• _What the task asks_
The answer must be the data, repeated exactly.

=== Section Start ===

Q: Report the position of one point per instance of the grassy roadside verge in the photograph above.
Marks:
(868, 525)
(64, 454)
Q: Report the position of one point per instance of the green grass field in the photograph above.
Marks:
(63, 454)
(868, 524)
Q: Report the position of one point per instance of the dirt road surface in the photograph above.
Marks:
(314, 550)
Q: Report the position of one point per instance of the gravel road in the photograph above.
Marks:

=== Section End ===

• _Answer_
Q: Report the position of one point per instance of the grassy roadside verge in the photograph above.
Marks:
(868, 525)
(64, 454)
Q: Report the position of one point per instance of the green grass field in the photograph above.
Marks:
(63, 454)
(868, 524)
Q: Report the position of one point per instance of the dirt road surface in the photograph above.
Marks:
(314, 550)
Q: Report the position of one point per instance of the gravel road in the photograph above.
Marks:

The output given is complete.